* [Task prompt]: Identify each line of the data below that contains the word "woman" and copy those lines out in full.

>>

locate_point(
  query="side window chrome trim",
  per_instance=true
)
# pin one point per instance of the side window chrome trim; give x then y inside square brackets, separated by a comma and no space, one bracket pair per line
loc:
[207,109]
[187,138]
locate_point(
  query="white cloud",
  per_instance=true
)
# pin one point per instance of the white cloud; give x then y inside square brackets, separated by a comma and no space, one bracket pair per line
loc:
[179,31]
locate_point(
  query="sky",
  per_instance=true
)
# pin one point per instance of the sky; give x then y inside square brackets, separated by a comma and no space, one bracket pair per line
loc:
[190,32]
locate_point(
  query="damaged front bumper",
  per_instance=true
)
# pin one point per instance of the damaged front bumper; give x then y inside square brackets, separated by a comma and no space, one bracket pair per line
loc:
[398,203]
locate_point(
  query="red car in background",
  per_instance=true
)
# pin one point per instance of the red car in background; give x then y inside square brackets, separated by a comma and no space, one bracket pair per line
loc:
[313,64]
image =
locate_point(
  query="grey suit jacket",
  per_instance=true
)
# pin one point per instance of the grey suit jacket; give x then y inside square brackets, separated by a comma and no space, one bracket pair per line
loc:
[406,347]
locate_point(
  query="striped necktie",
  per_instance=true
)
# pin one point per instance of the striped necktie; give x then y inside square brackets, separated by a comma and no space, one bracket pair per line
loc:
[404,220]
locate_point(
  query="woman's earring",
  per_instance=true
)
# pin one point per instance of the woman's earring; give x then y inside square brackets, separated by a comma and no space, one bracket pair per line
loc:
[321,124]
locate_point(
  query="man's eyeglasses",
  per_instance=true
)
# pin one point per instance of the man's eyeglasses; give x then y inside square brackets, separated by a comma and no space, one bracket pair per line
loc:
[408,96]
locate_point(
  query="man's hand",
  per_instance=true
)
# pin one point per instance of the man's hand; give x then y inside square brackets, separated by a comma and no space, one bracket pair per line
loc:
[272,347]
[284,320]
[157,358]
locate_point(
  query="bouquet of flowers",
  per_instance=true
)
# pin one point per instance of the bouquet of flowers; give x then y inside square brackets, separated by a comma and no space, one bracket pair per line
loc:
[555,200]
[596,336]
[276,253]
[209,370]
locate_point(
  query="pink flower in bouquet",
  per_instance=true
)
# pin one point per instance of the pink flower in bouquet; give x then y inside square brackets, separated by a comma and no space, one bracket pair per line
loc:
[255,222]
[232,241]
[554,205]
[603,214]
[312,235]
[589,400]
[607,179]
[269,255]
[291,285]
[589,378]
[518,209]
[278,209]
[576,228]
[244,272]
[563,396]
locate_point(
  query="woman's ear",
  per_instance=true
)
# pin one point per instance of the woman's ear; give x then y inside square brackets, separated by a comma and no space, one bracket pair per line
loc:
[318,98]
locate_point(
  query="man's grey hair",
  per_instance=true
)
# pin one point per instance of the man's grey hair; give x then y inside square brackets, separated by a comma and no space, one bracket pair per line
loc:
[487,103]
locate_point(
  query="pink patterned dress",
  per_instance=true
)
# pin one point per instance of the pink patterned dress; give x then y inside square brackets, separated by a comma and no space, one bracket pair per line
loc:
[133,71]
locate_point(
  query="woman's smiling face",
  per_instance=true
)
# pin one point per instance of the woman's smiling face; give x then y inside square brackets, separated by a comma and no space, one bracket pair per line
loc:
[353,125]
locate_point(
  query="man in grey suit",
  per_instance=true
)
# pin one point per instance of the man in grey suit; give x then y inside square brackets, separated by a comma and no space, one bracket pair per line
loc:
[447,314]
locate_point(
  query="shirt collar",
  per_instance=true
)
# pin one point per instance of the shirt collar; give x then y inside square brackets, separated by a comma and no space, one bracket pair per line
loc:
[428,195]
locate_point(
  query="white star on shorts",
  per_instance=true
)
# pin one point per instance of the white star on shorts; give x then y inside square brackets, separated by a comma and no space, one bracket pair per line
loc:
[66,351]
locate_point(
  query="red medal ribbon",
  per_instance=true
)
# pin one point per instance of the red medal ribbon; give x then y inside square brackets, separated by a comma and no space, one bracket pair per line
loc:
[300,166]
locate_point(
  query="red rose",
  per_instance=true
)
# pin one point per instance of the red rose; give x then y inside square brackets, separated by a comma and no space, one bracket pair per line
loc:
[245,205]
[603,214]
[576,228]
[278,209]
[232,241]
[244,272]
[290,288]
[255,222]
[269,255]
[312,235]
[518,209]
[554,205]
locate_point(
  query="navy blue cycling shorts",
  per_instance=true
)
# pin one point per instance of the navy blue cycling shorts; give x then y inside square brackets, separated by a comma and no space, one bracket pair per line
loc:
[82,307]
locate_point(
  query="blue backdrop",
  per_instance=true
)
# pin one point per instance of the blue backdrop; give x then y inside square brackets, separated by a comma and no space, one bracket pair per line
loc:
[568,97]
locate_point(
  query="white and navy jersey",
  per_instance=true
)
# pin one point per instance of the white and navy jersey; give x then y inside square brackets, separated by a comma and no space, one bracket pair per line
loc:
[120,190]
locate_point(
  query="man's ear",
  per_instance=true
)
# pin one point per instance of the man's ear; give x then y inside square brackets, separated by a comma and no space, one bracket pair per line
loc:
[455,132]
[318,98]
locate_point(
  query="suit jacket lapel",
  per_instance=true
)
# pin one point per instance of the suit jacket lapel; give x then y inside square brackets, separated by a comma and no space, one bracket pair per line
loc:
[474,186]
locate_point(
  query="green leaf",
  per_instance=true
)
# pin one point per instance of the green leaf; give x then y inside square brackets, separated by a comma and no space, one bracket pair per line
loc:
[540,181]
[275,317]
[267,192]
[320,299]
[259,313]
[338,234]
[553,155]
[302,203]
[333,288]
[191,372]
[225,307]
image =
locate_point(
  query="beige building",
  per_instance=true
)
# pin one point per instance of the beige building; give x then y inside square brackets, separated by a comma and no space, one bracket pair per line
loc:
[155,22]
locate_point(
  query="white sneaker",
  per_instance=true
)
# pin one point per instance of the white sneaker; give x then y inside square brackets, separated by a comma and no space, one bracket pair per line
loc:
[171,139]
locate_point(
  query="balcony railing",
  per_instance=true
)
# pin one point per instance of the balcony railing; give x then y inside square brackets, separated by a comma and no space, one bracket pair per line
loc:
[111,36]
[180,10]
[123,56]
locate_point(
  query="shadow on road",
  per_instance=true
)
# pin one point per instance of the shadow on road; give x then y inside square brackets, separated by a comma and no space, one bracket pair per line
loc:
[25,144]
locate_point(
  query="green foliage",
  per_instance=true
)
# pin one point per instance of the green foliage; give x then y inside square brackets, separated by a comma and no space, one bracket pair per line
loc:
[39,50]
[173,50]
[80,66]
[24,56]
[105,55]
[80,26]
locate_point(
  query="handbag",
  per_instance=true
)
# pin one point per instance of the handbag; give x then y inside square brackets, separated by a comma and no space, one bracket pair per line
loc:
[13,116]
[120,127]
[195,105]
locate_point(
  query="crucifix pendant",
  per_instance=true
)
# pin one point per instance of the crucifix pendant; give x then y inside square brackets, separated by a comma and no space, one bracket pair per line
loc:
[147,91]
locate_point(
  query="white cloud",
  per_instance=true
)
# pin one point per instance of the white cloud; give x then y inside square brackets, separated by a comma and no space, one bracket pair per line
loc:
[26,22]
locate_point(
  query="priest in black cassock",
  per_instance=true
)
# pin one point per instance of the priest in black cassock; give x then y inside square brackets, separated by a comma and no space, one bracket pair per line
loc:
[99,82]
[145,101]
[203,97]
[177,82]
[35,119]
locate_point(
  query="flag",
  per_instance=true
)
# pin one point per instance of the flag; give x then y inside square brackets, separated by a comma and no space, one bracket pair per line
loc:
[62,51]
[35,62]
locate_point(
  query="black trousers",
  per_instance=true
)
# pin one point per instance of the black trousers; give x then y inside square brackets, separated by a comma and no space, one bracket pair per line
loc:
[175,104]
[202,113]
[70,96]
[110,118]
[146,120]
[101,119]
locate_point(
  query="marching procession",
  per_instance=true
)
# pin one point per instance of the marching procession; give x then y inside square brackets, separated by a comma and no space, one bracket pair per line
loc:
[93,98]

<<

* [Written response]:
  query="woman's earring",
# pin one point per instance of the woman's earring; give x then y inside square brackets, separated by a comma and no space, one bracket pair per line
  query="woman's ear",
# pin one point per instance of the woman's ear; give x then y inside square brackets, separated by a comma and no space, one bracket pair per line
  query="woman's smiling face",
# pin one point per instance of the woman's smiling face; give x then y inside square brackets, separated by a comma and no space, one bracket pair per line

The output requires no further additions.